[Records]
-- -- --

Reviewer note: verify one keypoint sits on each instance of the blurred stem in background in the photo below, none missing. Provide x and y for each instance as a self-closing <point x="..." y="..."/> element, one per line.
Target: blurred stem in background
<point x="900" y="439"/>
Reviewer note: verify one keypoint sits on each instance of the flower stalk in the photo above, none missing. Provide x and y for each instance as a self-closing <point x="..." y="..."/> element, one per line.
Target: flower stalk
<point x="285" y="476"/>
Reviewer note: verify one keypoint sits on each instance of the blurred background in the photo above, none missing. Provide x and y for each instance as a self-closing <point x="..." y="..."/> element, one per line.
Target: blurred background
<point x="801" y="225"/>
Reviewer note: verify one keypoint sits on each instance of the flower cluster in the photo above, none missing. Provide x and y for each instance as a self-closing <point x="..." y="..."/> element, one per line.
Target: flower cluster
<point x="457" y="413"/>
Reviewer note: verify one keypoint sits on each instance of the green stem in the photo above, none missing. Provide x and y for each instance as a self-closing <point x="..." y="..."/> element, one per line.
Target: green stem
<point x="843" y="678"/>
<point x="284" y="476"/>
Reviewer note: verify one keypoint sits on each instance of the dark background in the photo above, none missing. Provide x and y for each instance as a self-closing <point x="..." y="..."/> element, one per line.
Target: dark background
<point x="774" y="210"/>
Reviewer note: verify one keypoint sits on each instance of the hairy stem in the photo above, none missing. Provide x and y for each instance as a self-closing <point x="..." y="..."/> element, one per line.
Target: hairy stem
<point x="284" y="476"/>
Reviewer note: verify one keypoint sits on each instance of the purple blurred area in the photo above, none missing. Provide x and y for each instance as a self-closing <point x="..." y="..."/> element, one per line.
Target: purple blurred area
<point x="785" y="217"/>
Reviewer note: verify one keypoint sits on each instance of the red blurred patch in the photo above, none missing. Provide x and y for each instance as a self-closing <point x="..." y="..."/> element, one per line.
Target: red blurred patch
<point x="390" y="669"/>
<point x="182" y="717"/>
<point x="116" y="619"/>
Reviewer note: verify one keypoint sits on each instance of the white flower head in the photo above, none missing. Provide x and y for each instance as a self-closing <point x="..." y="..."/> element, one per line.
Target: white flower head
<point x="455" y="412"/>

-- -- --

* [Written task]
Only the lines from the one that contains "of the green" to the end of the entries above should be given again, exactly and in full.

* [Task output]
Reviewer note: verify one keypoint sits on each instance of the green stem in the photo above, none missing. Provide x and y for each instance as a self-closing <point x="..." y="..."/> element, one per line.
Target: green stem
<point x="843" y="678"/>
<point x="284" y="476"/>
Reviewer note: verify one keypoint sits on each instance of the dark background in the photo above, none missing. Provide x and y for each instance as a self-closing <point x="..." y="..."/> element, one per line.
Target: dark background
<point x="774" y="210"/>
Reviewer note: verify one keypoint sits on each instance of the hairy stem in the photo above, none missing. Provide x and y for each instance as a self-closing <point x="..." y="..."/> element, one per line.
Target: hairy stem
<point x="284" y="476"/>
Reviewer note: verify one keypoint sits on each instance of the purple blurred area in the photo above, none missing. Provide x and y for each instance as a self-closing <point x="..." y="..."/> element, one per line.
Target: purple blurred area
<point x="785" y="217"/>
Reviewer note: verify one keypoint sits on each instance of the red blurred patch in the photo above, none missing. Provide x and y for each instance as a self-closing <point x="..." y="..."/> element, one per line.
Target: red blurred patch
<point x="390" y="669"/>
<point x="182" y="717"/>
<point x="116" y="619"/>
Reviewer note: verify one keypoint sits on each instance of the white flower head in the photo above, none missing. Provide x and y for each instance as a self-closing <point x="..." y="..."/> element, one per line.
Target: white flower head
<point x="455" y="412"/>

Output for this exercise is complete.